* Set of tasks
a: From the article on churches and political activity, output verbatim the part that opens with the words containing "Church and politics" and closes with "a political campaign.".
b: Using the article on churches and political activity, answer:
(i) Who writes in the September/October edition of Church Law & Tax Report?
(ii) What retirement plans would a church that lost its tax exemption be ineligible to establish or maintain?
(iii) Under what law could such a church lose its exemption from unemployment tax?

* Text passage

====

Church and politics are like oil and water; by law, they should be separate. The IRS clearly states that in order for churches to maintain tax-exempt status, the church may not make statements that endorse or oppose a candidate, publish or distribute campaign literature, or make any type of contribution (monetary or otherwise) to a political campaign.
“Many churches have violated this requirement in the past with no adverse consequences. However, the landscape is changing,” Rich Hammar writes in the September/October edition of Church Law & Tax Report. “Recent pronouncements by the IRS suggest that this election year will not be ‘business as usual’.”
Even though history suggests few, if any, consequences for the churches that aggressively intermingle with political candidates, it’s important for church leaders to understand the potential costs of doing so. Loss of a church’s exemption from federal income taxation would have several consequences, including some of the following:
- The church’s net income would be subject to federal income taxation.
- The church’s net income would be subject to state income taxation (except in the few states that do not have an income tax).
- Donors no longer could deduct charitable contributions they make to the church.
- The church would be ineligible to establish or maintain 403(b) tax-sheltered annuities.
- The church could lose its property tax exemption under state law.
- The church could lose its sales tax exemption under state law.
- The church could lose its exemption from unemployment tax under state and federal law.
- Nondiscrimination rules pertaining to various fringe benefits (including an employer’s payment of medical insurance premiums) would apply.
- A minister’s housing allowance may be affected.
- The exempt status of ministers who opted out of Social Security may be affected.

====

* Data section
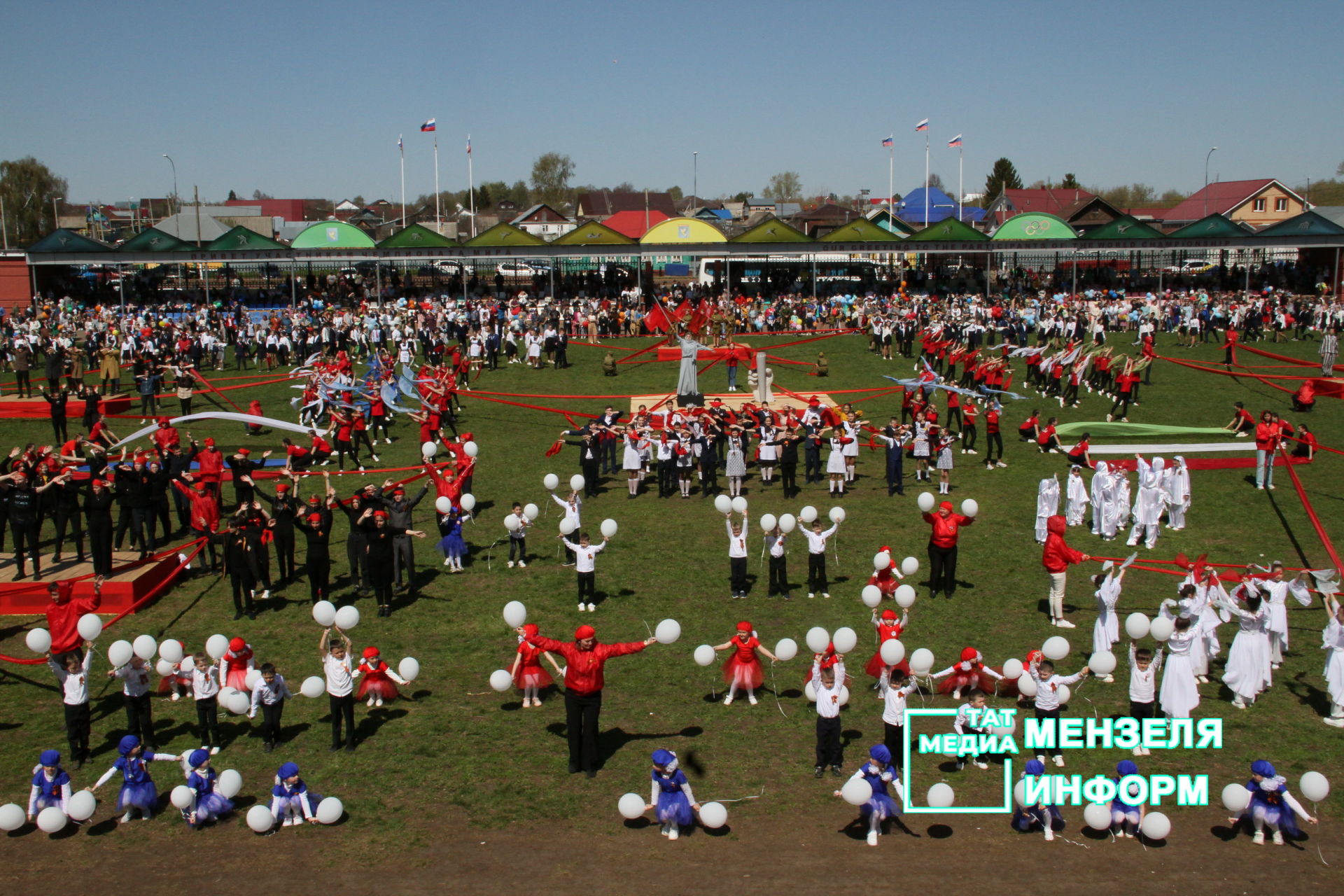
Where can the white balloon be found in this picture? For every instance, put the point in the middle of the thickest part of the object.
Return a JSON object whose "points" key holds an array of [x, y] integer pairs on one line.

====

* Answers by item number
a:
Church and politics are like oil and water; by law, they should be separate. The IRS clearly states that in order for churches to maintain tax-exempt status, the church may not make statements that endorse or oppose a candidate, publish or distribute campaign literature, or make any type of contribution (monetary or otherwise) to a political campaign.

b:
(i) Rich Hammar
(ii) 403(b) tax-sheltered annuities
(iii) State and federal law